------ RAW DATA ------

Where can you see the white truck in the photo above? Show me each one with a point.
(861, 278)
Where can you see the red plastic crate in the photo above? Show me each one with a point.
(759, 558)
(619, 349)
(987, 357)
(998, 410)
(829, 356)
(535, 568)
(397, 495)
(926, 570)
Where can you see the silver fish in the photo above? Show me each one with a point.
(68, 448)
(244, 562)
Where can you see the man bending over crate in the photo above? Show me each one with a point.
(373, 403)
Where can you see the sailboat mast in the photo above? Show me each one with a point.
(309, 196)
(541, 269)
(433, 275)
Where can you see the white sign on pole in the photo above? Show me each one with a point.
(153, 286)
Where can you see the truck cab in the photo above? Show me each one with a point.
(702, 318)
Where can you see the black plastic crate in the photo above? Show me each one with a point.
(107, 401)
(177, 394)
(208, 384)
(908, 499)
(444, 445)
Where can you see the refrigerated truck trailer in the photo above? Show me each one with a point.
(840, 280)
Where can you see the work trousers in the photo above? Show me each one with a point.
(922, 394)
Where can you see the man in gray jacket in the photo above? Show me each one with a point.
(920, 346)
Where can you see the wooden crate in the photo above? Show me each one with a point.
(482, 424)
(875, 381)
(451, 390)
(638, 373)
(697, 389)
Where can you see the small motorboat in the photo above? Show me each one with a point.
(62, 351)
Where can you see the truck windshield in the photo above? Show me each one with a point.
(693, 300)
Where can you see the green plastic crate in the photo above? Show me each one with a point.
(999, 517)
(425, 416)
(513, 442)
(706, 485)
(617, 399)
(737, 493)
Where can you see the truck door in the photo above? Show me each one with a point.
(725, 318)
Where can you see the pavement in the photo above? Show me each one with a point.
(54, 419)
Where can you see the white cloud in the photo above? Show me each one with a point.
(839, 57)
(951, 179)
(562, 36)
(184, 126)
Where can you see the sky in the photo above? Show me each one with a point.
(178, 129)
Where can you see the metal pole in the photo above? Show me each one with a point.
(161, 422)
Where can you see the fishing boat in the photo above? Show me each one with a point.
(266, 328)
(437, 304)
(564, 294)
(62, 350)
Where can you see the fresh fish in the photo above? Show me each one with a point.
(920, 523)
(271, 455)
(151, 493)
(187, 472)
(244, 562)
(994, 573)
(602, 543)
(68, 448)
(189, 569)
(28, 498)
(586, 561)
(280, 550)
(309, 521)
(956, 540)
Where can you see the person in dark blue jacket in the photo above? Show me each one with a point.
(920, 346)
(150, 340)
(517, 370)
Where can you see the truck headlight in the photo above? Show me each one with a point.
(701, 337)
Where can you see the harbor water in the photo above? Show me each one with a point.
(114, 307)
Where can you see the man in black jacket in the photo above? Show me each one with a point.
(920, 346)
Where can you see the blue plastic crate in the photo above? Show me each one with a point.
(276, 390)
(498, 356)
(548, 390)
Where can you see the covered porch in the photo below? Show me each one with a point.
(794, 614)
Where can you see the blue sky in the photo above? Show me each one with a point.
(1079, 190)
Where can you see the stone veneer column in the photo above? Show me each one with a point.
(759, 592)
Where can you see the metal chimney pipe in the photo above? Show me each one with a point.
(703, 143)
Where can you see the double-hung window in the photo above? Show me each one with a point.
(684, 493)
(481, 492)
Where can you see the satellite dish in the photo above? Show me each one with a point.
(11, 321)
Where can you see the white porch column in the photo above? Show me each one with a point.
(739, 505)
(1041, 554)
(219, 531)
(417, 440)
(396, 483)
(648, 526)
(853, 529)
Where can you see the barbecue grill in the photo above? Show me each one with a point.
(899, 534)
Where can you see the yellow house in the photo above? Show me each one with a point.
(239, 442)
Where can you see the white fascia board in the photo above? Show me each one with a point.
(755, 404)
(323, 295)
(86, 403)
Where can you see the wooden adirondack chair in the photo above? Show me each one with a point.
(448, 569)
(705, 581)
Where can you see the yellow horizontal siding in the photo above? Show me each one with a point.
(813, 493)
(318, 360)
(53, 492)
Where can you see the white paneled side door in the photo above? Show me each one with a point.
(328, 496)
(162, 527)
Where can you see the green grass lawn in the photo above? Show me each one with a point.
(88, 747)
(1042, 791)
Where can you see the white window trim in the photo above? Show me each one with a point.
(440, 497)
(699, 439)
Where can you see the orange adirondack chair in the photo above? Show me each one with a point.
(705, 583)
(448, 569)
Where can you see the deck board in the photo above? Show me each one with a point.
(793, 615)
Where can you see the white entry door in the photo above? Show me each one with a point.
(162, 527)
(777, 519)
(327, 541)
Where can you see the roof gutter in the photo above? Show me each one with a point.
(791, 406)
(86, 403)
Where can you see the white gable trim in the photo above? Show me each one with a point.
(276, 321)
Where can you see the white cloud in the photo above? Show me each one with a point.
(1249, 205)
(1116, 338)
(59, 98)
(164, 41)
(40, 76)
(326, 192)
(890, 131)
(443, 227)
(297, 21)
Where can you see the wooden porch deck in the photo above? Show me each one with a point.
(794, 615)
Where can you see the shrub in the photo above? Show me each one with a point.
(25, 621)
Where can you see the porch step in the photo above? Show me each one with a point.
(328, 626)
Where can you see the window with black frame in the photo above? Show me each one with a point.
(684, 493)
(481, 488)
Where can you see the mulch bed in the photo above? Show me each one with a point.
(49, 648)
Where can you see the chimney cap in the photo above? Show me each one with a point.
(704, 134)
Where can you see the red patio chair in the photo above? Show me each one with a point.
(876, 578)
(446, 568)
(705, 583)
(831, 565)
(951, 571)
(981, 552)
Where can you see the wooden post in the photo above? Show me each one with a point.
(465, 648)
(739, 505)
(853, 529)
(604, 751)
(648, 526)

------

*TASK OBJECTIVE:* Give every entry once more, exactly as it reads.

*PROBLEM SOLUTION:*
Where can you see the white truck in the photo above? Show me each one with a point.
(861, 278)
Where can you see the red plastic crate in the photo above? Show me each one with a point.
(759, 558)
(619, 349)
(987, 357)
(998, 410)
(829, 356)
(535, 568)
(397, 495)
(926, 570)
Where can you see the silver fish in the photo above? Show me each one with a point.
(68, 448)
(244, 562)
Where can you see the man bending over crate in the photo above? Show me each one with a point.
(373, 403)
Where can you see the sailboat mast in the photo above? Show me each one with a point.
(309, 196)
(541, 269)
(433, 275)
Where can you see the white sign on pole in the photo above? Show me each one with a point.
(153, 286)
Where can you see the truck cab in the photo above? Show me each one with a point.
(702, 318)
Where can you see the black plastic crate in the photo above? Show me each one with a point.
(107, 401)
(177, 394)
(208, 384)
(908, 499)
(444, 445)
Where can you see the refrigerated truck trailer in the photo above? Show me each one with a point.
(840, 280)
Where can you see the work trousers in the photo above? Show me each one with a point.
(922, 394)
Where can you see the man in gray jacket in the photo above? Show me each one with a point.
(920, 346)
Where can you see the wooden crate in the photo above? Show me each one with a point.
(482, 424)
(875, 381)
(451, 390)
(638, 373)
(697, 389)
Where can you see the small motorboat in the photo above? Show me each one with a point.
(62, 351)
Where can you see the truck windshield in the photo above? Show me each one with a point.
(693, 300)
Where can you see the green plastic crate in the photo above? Show me each one with a point.
(999, 517)
(425, 416)
(513, 442)
(706, 485)
(617, 399)
(737, 493)
Where can you see the truck door in the photo above? Show me each one with a point.
(725, 318)
Where can you see the pavement in the photo above? Show me each one with a point.
(54, 419)
Where can you see the white cloud in the photo above? Show me each one with a point.
(839, 57)
(951, 179)
(562, 36)
(184, 126)
Where can you see the sky in the photo above? Show me each one with a point.
(178, 129)
Where can you see the metal pole in the photo above? Show me each one with a point.
(161, 422)
Where can you see the fishing boat in the photo above? Show me each one with a point.
(266, 328)
(437, 304)
(564, 294)
(62, 350)
Where can you see the fresh fish in the photo above? Show me each one with a point.
(920, 523)
(271, 455)
(151, 493)
(187, 472)
(244, 562)
(994, 573)
(602, 543)
(68, 448)
(189, 569)
(28, 498)
(586, 561)
(280, 550)
(309, 521)
(956, 540)
Where can you see the person in dark blue jacket in the photo above? Show me each one with a point.
(920, 346)
(150, 340)
(517, 370)
Where can you see the truck headlight in the photo above? Show me each one with a point.
(701, 337)
Where can you see the harbor water in the photo above? Show me each one with a point.
(114, 307)
Where can you see the man in black jacket in the photo above? Show me each one with a point.
(920, 346)
Where can you see the blue plastic crate in the photo above? Show me each one with a point.
(276, 390)
(498, 356)
(548, 390)
Where can you see the covered porch in the photo below? Show me each one with a point.
(794, 614)
Where can you see the blue sky in the photo above? Show me each one with a point.
(1079, 190)
Where can you see the stone veneer column in the photo above? Show me each one with a point.
(759, 592)
Where can you see the metal chimney pipe in the photo above? Show me each one with a point.
(703, 143)
Where can you see the double-hung window in the photo above? Show me each one with a point.
(684, 493)
(481, 492)
Where can you see the satellite dish in the photo above? Show me each one with a point.
(11, 321)
Where can you see the white porch column in the photo above? Show me each one with a point.
(739, 505)
(1041, 554)
(219, 531)
(417, 440)
(396, 483)
(648, 526)
(853, 529)
Where can you see the barbecue grill in the photo above? Show me each one with a point.
(899, 534)
Where can you see the yellow house in the photo above? Show me each one with a point.
(239, 442)
Where can you see the white fascia board in the photo above? Show me each one with a point.
(755, 404)
(323, 295)
(86, 403)
Where can you see the wooden adirondack chair in the photo above? Show me each one with a point.
(448, 569)
(705, 581)
Where can you see the yellow horizontal siding in the photo above? Show me each one with a point.
(813, 493)
(318, 360)
(53, 492)
Where can you see the white paneled side door in the photo above? Show me each one with a point.
(328, 496)
(162, 527)
Where can you see the green grass lawn in the photo above? Show me each one with a point.
(88, 747)
(1042, 791)
Where can you see the white window trim in the photo above? Show me each one with a point.
(440, 497)
(699, 439)
Where can you see the orange adirondack chair in the photo above? Show me each one with a point.
(705, 583)
(448, 569)
Where can you see the deck board in the photo above? Show me each one with a point.
(793, 615)
Where can you see the white entry door in the photo above? Show me each one with a point.
(162, 527)
(777, 519)
(327, 541)
Where can you see the roof gutter in the photo above? Show me each one with a point.
(791, 406)
(86, 403)
Where can you see the white gable trim in the photo above? Show me each one with a point.
(276, 321)
Where can you see the white cloud in the photo above? Show me each one with a point.
(1249, 205)
(1116, 338)
(59, 98)
(164, 41)
(40, 76)
(326, 192)
(890, 131)
(443, 227)
(297, 21)
Where can you see the wooden porch deck in the photo above? Show me each one with a point.
(794, 615)
Where can you see the shrub in the photo above? Show me each one with a point.
(25, 621)
Where can you see the porch step in the photo above? Show me each one with a point.
(328, 626)
Where can you see the window with black frame in the photo above? Show me each one with a point.
(684, 493)
(481, 488)
Where can you see the mulch bed in the photo above? Show me each one with a point.
(49, 648)
Where can you see the chimney cap in the photo above? Show me each one with a point.
(704, 134)
Where can you see the red patio chair in the photo above? Show me each one with a point.
(876, 578)
(446, 568)
(705, 583)
(831, 565)
(951, 571)
(981, 552)
Where can you see the wooden post in the photo above? Show me each one with a point.
(465, 648)
(739, 505)
(853, 529)
(604, 751)
(648, 526)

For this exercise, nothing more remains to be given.